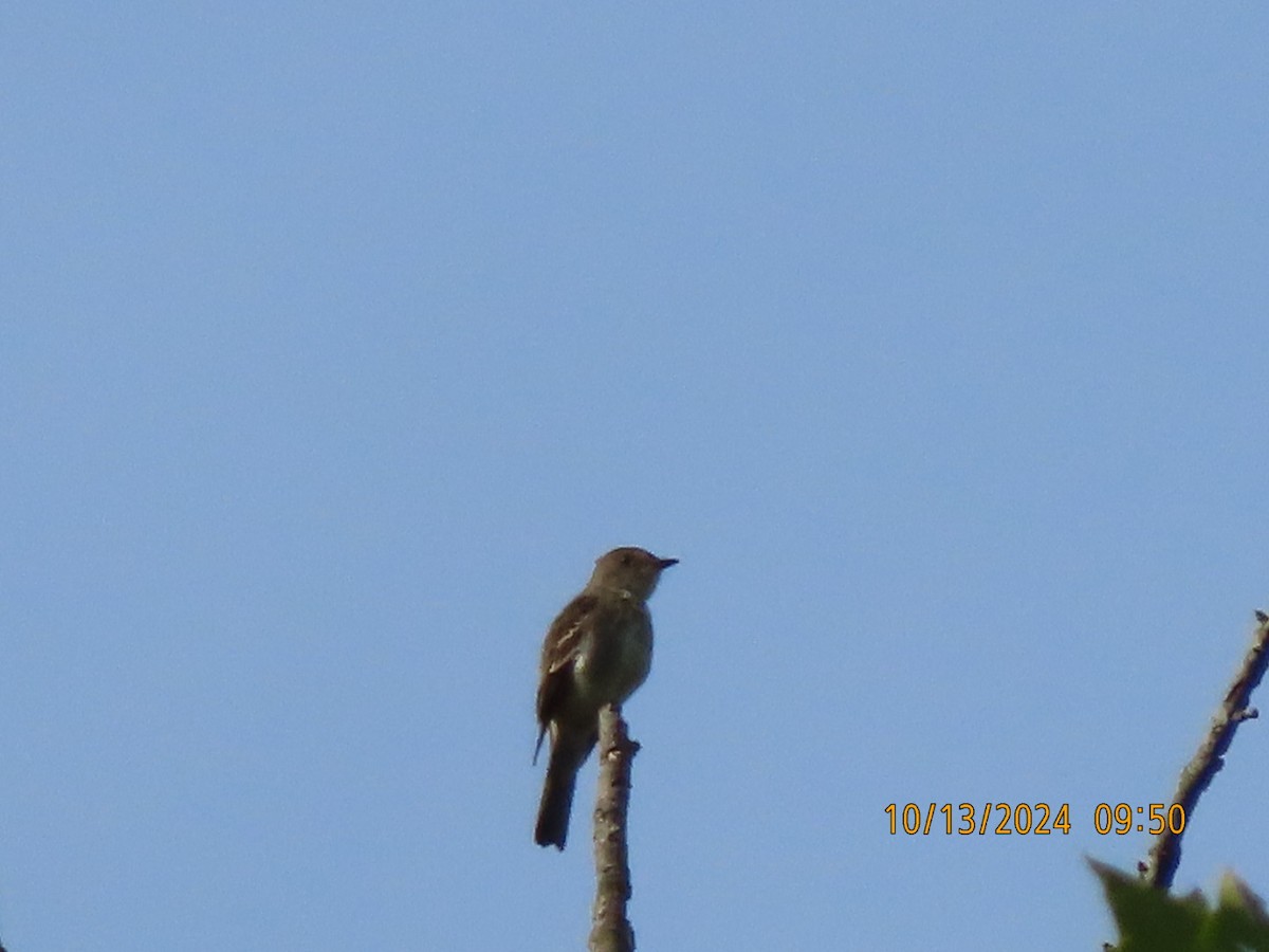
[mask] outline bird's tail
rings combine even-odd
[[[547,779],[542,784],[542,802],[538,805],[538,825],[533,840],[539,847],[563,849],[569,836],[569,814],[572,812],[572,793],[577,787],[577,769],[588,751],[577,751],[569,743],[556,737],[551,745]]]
==
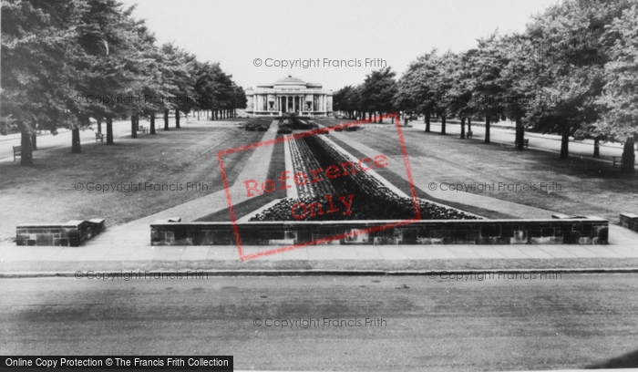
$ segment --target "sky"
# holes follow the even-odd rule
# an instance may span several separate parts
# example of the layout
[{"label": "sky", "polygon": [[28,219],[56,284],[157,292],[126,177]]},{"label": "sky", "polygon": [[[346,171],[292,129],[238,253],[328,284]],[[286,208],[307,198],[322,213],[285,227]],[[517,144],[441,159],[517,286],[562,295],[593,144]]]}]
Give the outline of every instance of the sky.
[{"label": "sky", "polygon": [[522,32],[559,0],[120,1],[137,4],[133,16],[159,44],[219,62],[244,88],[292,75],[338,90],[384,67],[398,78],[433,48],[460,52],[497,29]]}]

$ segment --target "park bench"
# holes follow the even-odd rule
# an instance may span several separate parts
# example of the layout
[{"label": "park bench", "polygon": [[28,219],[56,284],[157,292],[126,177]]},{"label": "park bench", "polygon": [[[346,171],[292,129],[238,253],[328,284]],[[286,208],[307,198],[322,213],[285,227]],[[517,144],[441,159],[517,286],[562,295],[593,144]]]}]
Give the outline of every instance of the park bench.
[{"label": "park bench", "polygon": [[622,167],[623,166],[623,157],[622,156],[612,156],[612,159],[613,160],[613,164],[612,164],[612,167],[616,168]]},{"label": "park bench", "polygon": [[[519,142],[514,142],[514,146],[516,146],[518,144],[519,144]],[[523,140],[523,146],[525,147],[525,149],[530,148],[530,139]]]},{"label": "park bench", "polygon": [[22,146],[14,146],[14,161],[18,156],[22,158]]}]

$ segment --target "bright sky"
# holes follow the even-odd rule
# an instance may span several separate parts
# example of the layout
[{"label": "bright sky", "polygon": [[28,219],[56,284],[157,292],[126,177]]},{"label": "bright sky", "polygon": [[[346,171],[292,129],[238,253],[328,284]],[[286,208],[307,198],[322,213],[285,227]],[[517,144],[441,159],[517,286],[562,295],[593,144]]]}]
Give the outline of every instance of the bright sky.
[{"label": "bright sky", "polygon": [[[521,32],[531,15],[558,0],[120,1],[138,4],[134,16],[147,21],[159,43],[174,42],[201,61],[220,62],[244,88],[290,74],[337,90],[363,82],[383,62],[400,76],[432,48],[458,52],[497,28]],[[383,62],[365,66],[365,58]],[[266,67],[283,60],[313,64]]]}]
--
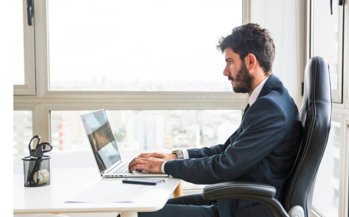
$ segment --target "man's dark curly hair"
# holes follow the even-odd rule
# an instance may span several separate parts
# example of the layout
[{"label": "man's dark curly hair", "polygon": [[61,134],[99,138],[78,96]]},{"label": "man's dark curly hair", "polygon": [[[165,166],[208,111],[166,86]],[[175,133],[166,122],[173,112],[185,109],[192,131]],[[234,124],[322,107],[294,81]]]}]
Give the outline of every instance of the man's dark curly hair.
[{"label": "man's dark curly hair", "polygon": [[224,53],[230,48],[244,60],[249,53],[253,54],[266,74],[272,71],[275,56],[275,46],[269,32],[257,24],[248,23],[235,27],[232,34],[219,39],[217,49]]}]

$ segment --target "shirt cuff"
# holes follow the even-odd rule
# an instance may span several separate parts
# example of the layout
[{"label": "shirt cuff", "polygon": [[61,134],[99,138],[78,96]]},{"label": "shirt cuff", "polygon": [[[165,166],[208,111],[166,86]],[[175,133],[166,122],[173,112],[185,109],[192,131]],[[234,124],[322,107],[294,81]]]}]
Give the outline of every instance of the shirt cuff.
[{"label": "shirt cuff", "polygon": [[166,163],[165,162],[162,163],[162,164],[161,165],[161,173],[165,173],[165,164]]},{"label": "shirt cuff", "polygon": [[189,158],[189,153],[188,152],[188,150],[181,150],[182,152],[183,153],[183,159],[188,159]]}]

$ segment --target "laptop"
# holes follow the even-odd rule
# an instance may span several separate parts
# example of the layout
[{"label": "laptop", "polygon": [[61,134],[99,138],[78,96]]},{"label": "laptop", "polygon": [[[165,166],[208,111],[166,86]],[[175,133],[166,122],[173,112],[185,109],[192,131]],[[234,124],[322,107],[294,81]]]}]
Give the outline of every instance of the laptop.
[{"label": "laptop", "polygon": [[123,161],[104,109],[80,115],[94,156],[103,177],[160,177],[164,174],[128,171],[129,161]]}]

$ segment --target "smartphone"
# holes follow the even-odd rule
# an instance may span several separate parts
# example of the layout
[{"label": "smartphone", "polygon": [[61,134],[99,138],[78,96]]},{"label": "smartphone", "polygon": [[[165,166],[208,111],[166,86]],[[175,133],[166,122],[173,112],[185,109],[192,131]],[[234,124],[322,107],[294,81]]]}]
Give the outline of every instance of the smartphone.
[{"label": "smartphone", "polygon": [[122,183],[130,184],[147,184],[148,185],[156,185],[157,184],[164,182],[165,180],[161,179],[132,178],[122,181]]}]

Task instructions: Locate every line in the records above that contains the string "shirt", with case counting, and copy each of those lines.

Response to this task:
$ segment --target "shirt cuff"
[{"label": "shirt cuff", "polygon": [[61,134],[99,138],[78,96]]},{"label": "shirt cuff", "polygon": [[[165,166],[208,111],[166,86]],[[175,133],[166,122],[173,112],[185,109],[192,131]],[[234,124],[322,107],[294,81]]]}]
Give the outline of every instance of the shirt cuff.
[{"label": "shirt cuff", "polygon": [[166,163],[165,162],[162,163],[162,164],[161,165],[161,173],[165,173],[165,164]]},{"label": "shirt cuff", "polygon": [[189,158],[189,153],[188,152],[188,150],[181,150],[182,152],[183,153],[183,159],[188,159]]}]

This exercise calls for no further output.